** REQUIRED WORK **
Lines that include the string "return" are the ones to copy from the entries below.

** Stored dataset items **
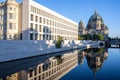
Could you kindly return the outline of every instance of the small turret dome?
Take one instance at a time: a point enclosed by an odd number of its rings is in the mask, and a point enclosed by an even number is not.
[[[79,22],[79,28],[84,29],[84,22],[82,20],[80,20]]]

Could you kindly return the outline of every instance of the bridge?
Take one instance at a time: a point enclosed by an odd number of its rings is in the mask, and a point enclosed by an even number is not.
[[[109,47],[120,47],[120,39],[110,39]]]

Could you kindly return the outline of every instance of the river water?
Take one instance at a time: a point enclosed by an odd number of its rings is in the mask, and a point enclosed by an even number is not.
[[[0,63],[0,80],[120,80],[120,49],[73,50]]]

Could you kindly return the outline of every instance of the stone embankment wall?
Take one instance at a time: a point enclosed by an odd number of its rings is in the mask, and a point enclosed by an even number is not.
[[[96,45],[91,41],[69,41],[65,40],[61,48],[56,48],[56,41],[41,40],[1,40],[0,41],[0,62],[33,57],[37,55],[50,54],[77,48],[85,48],[88,45]]]

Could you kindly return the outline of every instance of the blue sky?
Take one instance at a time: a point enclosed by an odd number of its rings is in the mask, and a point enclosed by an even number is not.
[[[5,0],[2,0],[5,1]],[[22,1],[22,0],[17,0]],[[85,25],[96,10],[109,28],[109,35],[120,36],[120,0],[34,0],[75,22]]]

** RESPONSE **
Could you kindly return the outline of every instance of the small turret dome?
Could you kindly return the outline of every instance of the bridge?
Could you kindly return the outline of every instance of the river water?
Could you kindly return the outline of every instance of the stone embankment wall?
Could you kindly return the outline of every instance of the blue sky?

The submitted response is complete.